Quoted passage »
No large company pushing it (it came out of Ericsson, but it was never meant as a mass market language from their eyes, so it was really only its creators pushing it), strange syntax (Prolog rather than Algol/C derivative), FP with immutability (so common things like for loops don't exist, making it feel alien to the common dev), and the benefits being things that require understanding and likely experiencing to really value.
This answer is true, but also a bit depressing. It's like saying "we know this would be the right way, but we prefer the old ways. So we'll just keep shooting ourself in the foot with our C-looking code, with its for loops and its concurrency boilerplate".

(Just to be clear: "We" does not refer just to devs/engineers, companies may also be wary of using an alternate technology, even though it could bring benefits down the road)

Well, yes, but there is definitely a bit of dissonance in tech. Likely everywhere, but it's easy as a dev to see it here.

Every place wants to be the best. And yet, most places, when confronted with new technology, ask the same questions. "Who else is using it?", "How easy is it to hire for?", and if they're a bit sharper, "How much library/community support is there?" And they ask these without realizing that all of those questions will ensure they adhere to the mean. Positioning themselves that way prevents the risk of dropping below the mean due to technology choices, but it also prevents rising above it. But that's okay with most corporations, which are all about risk management, and who don't equate a tech win -> faster/better software -> better user experience -> a business win.

I agree with the opening sentence that there is no large company pushing or rather peddling it. But the fact that it supports FP with immutability is really a well positioned design and with little bit of practice programmers get the hang of it very fast. Lack of for loop should not be an alienating factor, according to me. With NIF one can integrate with native code easily so, a team does not have to re-write the entire codebase just because Erlang has been chosen.
Because companies need something that will integrate with and complement their current knowledge base and solutions, not completely replace it.

Required tasks »
1: In the Erlang discussion, Erlang's syntax is said to derive from which language instead of Algol or C?
2: Please translate this sentence from the Erlang discussion into Spanish: "This answer is true, but also a bit depressing."
3: List everything the Erlang discussion says most places ask when confronted with new technology.
Answer from the Erlang discussion alone.

Material provided »

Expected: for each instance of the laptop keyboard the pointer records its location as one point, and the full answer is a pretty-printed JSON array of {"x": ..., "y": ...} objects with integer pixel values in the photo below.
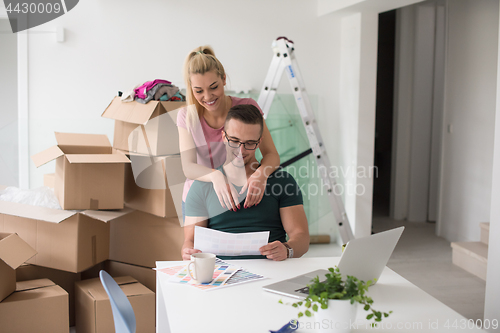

Answers for the tasks »
1: Prolog

2: Esta respuesta es cierta, pero también un poco deprimente.

3:
- "Who else is using it?"
- "How easy is it to hire for?"
- "How much library/community support is there?"